=== WRITTEN INSTRUCTION 1 ===
Can you reproduce, word for word, the stretch of the family update on the boys' school year from "Joey has joined" through "comfort and encourage."?
=== WRITTEN INSTRUCTION 2 ===
Would you carry on writing the family update on the boys' school year, starting right after its final sentence?
##### PASSAGE
Joey has a wonderful teacher!! I have spoken with her a few times and she is very open to working with parents. Joey still qualifies for resource room assistance but has not needed to visit the resource room. He is keeping up with his classmates on his assignments with no modifications. To help prepare him for middle school I am not meeting him in his classroom at the end of the day. He is to fill out his agenda and the teacher double checks that he has all homework assignments before he meets me at the end of the hallway. He still digs in his heels about doing homework, but does it with little help from me. The grades he's been earning on his assignments are nothing lower than a B. Thank God Almighty he really enjoys his teacher, they seem to get along well.



  Jacob hit a hiccup before school even started when not even one of his friends were in his class. Jacob is Jacob though and within a week was okay with only seeing his buddies at lunch. He is looking forward to running for student council now that he's in 4th grade. He really likes this teacher, says she's really funny. Both Joey and Jacob have taken a new student under their wing. Both volunteered to be their locker partners and are still playing with their "new student" during recess.



Jordan is planning on trying out for the school's basketball team this year. He hasn't done much in the sense of conditioning but is hoping through his weigh training class he won't be at too much of a disadvantage. Jordan has recently become involved with the youth group through our church. The group consists of high school students, so majority of the kids are older than him. He prefers to hang out with people older than him, he is more comfortable in this group than he was in the middle school one. I'm not 100% sure what they do at the youth group meetings, but from the pictures they share they have way too much fun :) *Pictured is the outfit he chose for their "Thrift Store Homecoming Dance"




Joey has joined Jacob's soccer team and both are doing awesome. Jacob is the leader scorer for his team although most of his teammates have played for a couple of years. Jacob is still strong as a forward and Joey is getting the hang of things. There are two Joeys on their team, Joey asked the coach to call him "Bob" so he knew when he was talking to him...lol. It works well, but is so funny listening to everyone cheer for "Bob". He has been wonderful at being an encouragement to his teammates, it doesn't matter if someone is upset about letting a goal get past them or if someone was injured, "Bob" is right there to comfort and encourage.
##########
##### ENTRIES SHOWN
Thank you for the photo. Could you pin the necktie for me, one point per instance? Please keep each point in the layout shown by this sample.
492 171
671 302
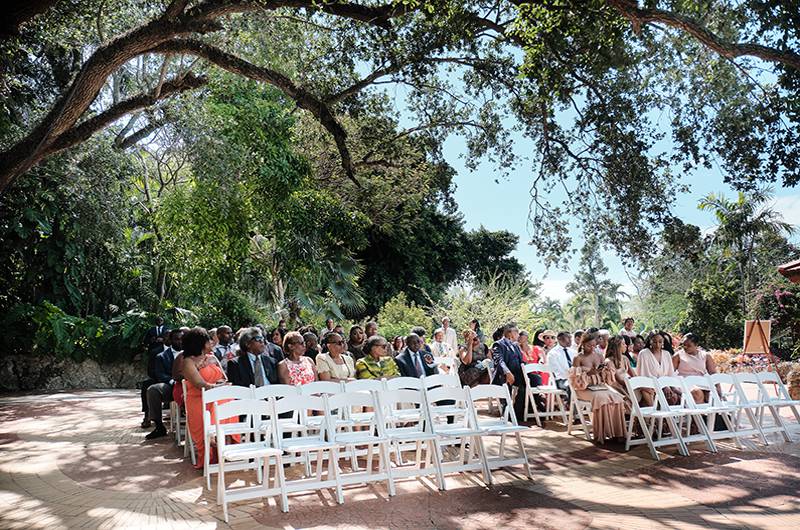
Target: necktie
258 372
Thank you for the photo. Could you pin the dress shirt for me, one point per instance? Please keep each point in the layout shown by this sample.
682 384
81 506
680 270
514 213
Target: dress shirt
258 370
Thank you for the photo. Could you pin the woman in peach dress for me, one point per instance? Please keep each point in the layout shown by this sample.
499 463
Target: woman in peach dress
201 371
591 378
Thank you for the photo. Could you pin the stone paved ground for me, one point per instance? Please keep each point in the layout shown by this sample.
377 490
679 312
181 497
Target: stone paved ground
79 460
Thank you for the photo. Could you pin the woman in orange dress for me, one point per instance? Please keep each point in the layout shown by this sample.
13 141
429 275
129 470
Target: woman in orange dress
201 371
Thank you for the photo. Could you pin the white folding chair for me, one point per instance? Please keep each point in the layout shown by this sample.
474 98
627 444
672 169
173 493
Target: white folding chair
244 427
583 409
503 426
762 403
684 410
416 433
554 396
658 411
316 441
188 446
713 409
372 437
736 399
780 397
260 451
462 430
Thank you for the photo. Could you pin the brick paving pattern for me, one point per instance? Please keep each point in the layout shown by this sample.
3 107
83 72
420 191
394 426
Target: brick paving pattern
79 460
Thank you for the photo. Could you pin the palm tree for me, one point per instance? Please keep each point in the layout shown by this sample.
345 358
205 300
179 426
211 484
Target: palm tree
741 225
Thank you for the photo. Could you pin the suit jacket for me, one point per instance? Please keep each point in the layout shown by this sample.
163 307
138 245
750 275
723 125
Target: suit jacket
406 364
163 366
507 357
240 371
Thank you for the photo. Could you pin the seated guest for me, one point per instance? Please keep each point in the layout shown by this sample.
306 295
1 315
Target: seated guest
655 361
693 360
560 361
507 359
474 355
590 377
312 348
296 368
619 363
252 366
627 348
334 365
420 332
411 361
439 348
224 351
355 343
376 363
202 371
398 343
160 393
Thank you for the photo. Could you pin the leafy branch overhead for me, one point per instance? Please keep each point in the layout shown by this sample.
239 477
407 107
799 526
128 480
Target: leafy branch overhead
612 95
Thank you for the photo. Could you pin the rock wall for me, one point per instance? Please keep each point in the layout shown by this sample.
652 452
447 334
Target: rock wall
24 373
##########
=== WRITTEN REPLY 1 ===
Joey has joined Jacob's soccer team and both are doing awesome. Jacob is the leader scorer for his team although most of his teammates have played for a couple of years. Jacob is still strong as a forward and Joey is getting the hang of things. There are two Joeys on their team, Joey asked the coach to call him "Bob" so he knew when he was talking to him...lol. It works well, but is so funny listening to everyone cheer for "Bob". He has been wonderful at being an encouragement to his teammates, it doesn't matter if someone is upset about letting a goal get past them or if someone was injured, "Bob" is right there to comfort and encourage.

=== WRITTEN REPLY 2 ===
Due to soccer games overlapping the time we spend helping at the pantry, we have to wait until the season is over before returning to volunteer. They boys really miss being at the pantry and are looking forward to being back and seeing everyone. I have compensated not being at the pantry by helping out the church one day a week. I do a little bit of everything, whatever they need the day I'm there I do. One of the best parts is I help assemble the programs we hand on before our services. I have meet some wonderful people. I really don't want to totally give up my time helping at the church once we return to the pantry, it's a lot of gas to head to the church 3 times a week. The boys have agreed to helping at the pantry every other week so on the off weeks I can still do my volunteering.



Jordan also has been ushering with me at church. We work in different areas so he can have a bit more independence, but I can still keep an eye on him. The boys are too young to usher, not to be excluded though every Sunday they help with taking down all the chairs after service. They are a huge help and great workers.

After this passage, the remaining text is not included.